• _What you are asked to do_
Rewrite the records below with every "set a marker" changed to "place a pin", keeping everything else the same.

• _Input rows_
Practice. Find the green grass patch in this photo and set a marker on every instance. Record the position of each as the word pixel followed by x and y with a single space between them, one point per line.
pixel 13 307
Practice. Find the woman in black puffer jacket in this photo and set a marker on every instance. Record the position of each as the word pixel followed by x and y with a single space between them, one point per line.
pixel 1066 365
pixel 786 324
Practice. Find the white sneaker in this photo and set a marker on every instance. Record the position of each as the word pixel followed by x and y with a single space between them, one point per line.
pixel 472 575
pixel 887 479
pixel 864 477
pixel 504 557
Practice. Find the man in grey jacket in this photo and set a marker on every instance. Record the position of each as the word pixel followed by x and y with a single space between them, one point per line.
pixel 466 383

• _The completed task_
Practice. Find the green grass patch in this photo and place a pin on every instance. Record the position of each as the word pixel followed by x and y with a single space between them, one point per line.
pixel 13 307
Practice. Find the woman in black puffer jacket in this photo and place a pin on every instance. Record the position of each as the word pixel followed by x and y with a single space between them, one point per line.
pixel 1066 365
pixel 786 324
Practice. Find the white sneaker in this photo and place a pin on every instance. Record the position of each as the word pixel followed by x and y with a single space between them, one point per line.
pixel 472 575
pixel 887 479
pixel 864 477
pixel 504 557
Practice. Find the man in grey jacket in this photo and place a pin on every instance. Record the position of each as the word pixel followed by x and y with a single space between them, one point per line.
pixel 466 383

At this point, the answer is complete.